SOURCE DOCUMENT —
==================================================
Re: Forgetting Syntax, Forgetting logic, Heck, Should I even try keep learning Perl??
by sundialsvc4 (Abbot) on Dec 15, 2012 at 16:24 UTC

    (Shrug...)   You learn by doing, and it's not always easily done.   You just have to keep at it so that your mind gets used to thinking this way, and always have good reference material at hand:   you don’t have to “remember” what you can “find,” provided of course that ...   (Now where did I put that damned book?)

    It also helps to have a specific goal in mind:   write a program to do something.   Programming language are a tool for a job and you do not learn them in the abstract.

Re: Forgetting Syntax, Forgetting logic, Heck, Should I even try keep learning Perl??
by bitingduck (Friar) on Dec 15, 2012 at 16:29 UTC

    I'll second what iguanodon recommended, but recommend that you pick a larger problem. A friend of mine refers to it as the "search for why". It's much easier to learn something new if you have an itch that you have to scratch or a particular problem that you have to solve, and for which the new thing looks like the correct tool

    Something I used to do whenever I wanted to learn a new language was write an implementation of John Conway's life. Perl is one of the few where I haven't done that, and I recently saw a post here where it was very impressively done in just a few lines.

    I started learning Perl in my late 30's, about your age, because there was some web stuff I wanted to do and Perl looked like the right tool. I spent a bunch of time getting up to speed with Perl and MySQL and web things, having had no prior experience with web things, but quite a bit of scientific and data acquisition/analysis programming. I learned a ton, and then ended up applying a lot of what I learned to a Ruby implementation (which was also new to me) that I eventually got up and running. Since then I'm using both Perl and Ruby for another, bigger project.

      I was also 50++ when I first got serious about learning Perl. The worst part was going back and forth across languages. If / test syntax is different for Perl vs. ksh vs. Oracle (my "native tongue"). When substringing, some languages use start_byte,length; others use start_byte, end_byte.

      It got a whole lot easier when I decided that, for a while, I'd simply do everything in Perl. So I second the idea that you should try to stop writing shell scripts and create Perl scripts instead.

      What type of scripts? Hey, you're a storage admin. Start by creating some scripts that mimic the reporting that EMC / Promise / Sun / whomever have for their disk-carving tool. Create a script into which you can put a slice name, and verify that it's not already allocated to a LUN. Create a script that goes out and identifies slices which are no longer associated with a LUN (maybe their server's being rebuilt). In other words, think about cool tools that'd make your life easier. That's what I did to handle Oracle alert logs, listener logs, /var/adm/message, etc. It works pretty well because all the work you do in Perl saves you from getting headaches outside Perl.

Re: Forgetting Syntax, Forgetting logic, Heck, Should I even try keep learning Perl??
by jmlynesjr (Pilgrim) on Dec 15, 2012 at 21:47 UTC

    I started learning Perl, wxPerl, Ubuntu, and Arduino at age 58. Having had a 25+ year career in software development certainly helps with the basic CS concepts and debugging techniques.

    I prefer reading documentation on paper, so I am slowly building a personal library of the Perl "animal" books. "Mastering Regular Expressions" has to come next.
==================================================
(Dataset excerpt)
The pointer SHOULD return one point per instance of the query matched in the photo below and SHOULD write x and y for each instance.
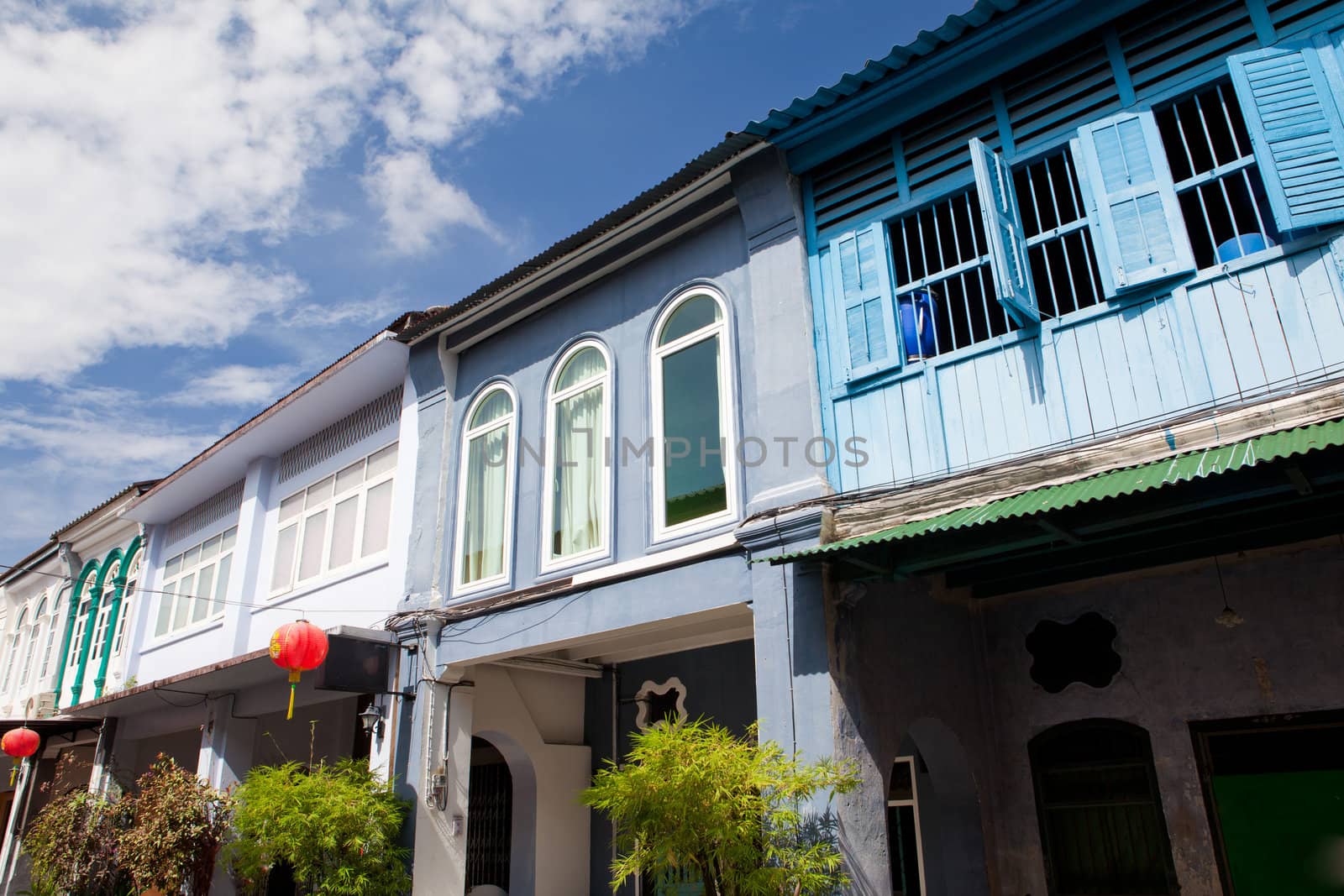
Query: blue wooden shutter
(1142, 237)
(1296, 132)
(862, 278)
(1007, 238)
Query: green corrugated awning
(1112, 484)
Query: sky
(203, 203)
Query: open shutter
(1142, 237)
(1007, 238)
(1294, 129)
(862, 278)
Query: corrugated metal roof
(692, 170)
(875, 70)
(1182, 468)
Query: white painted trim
(914, 804)
(727, 403)
(550, 563)
(510, 490)
(651, 688)
(672, 557)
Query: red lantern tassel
(293, 684)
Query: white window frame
(510, 490)
(551, 562)
(194, 571)
(914, 806)
(727, 405)
(358, 559)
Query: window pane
(186, 593)
(319, 492)
(205, 584)
(311, 555)
(165, 600)
(210, 548)
(286, 543)
(349, 477)
(291, 506)
(692, 315)
(691, 426)
(222, 584)
(484, 506)
(382, 463)
(378, 510)
(343, 532)
(577, 490)
(586, 364)
(495, 406)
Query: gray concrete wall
(904, 656)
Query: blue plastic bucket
(1245, 244)
(918, 318)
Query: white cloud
(147, 141)
(418, 206)
(237, 385)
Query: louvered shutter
(1007, 238)
(1296, 130)
(862, 285)
(1142, 237)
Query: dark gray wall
(909, 664)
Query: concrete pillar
(441, 813)
(249, 578)
(792, 660)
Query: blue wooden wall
(1268, 322)
(1216, 340)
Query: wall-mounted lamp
(373, 720)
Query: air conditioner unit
(44, 705)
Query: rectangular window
(195, 584)
(945, 289)
(1059, 246)
(1222, 197)
(335, 520)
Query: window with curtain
(333, 523)
(691, 417)
(577, 468)
(1101, 817)
(13, 660)
(34, 638)
(195, 584)
(486, 500)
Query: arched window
(694, 479)
(132, 578)
(34, 638)
(13, 658)
(1101, 817)
(100, 631)
(577, 470)
(486, 497)
(51, 638)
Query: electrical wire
(174, 594)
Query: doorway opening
(490, 819)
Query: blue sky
(207, 202)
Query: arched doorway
(490, 820)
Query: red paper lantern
(19, 743)
(297, 647)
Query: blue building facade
(1077, 278)
(606, 437)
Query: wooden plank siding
(1253, 331)
(1225, 336)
==================================================
PROBLEM SET —
A: In the forum thread about learning Perl, what four things does jmlynesjr say they started learning at age 58?
B: Carry on the forum thread about learning Perl, starting right after its final sentence.

OUTPUTS —
A: Perl, wxPerl, Ubuntu, and Arduino

B:
    I suggest reading all of the Perl Monks posts you can find time for. I try to read them all every day. I won't remember exactly how some problem was solved, but I will remember it can be solved and how to look it up.

    Keep at it! Good luck.

    James

    There's never enough time to do it right, but always enough time to do it over...

Re: Forgetting Syntax, Forgetting logic, Heck, Should I even try keep learning Perl??
by bulk88 (Priest) on Dec 16, 2012 at 04:18 UTC
    IMO the starting post in this thread has a hint of not being genuine, especially since its anon. I will assume it is genuine.

    I self taught myself Perl with perldoc and google. globs and OOP are the hardest parts of Perl to learn IMO. My background before Perl was some classroom VB I have no memory of anymore. I find Perl quite compact (in characters) and fast to write code compared to other languages where OOP is the rule and almost nothing can be done with less than 3 method calls in 1 statement which requires constantly referring to the manual on that language, or strict typed languages where automatic conversion in Perl, in the other language requires converting through 4 classes to convert an IO read result class obj to a printable string class obj string. Typically Perl doesn't have inheritance diagrams that were created to ensure a permanent job for its designers. Sigils and high punctuation levels make it much easier to read Perl, but unlike VB or Python, you aren't hopeless if you look at C, C++, C#, PHP, JS, or Java knowing just Perl. If you think Perl is hard, try its neutered cousin PHP, you might find it easier. I find Perl quick and easy for throw away scripting, which is most of my uses for Perl. I still use perldoc all the time/every script I write and I will probably never learn all of Perl by heart. Looking through the manual for every line of perl code you write since you forget prototypes, syntax, and function names is fine.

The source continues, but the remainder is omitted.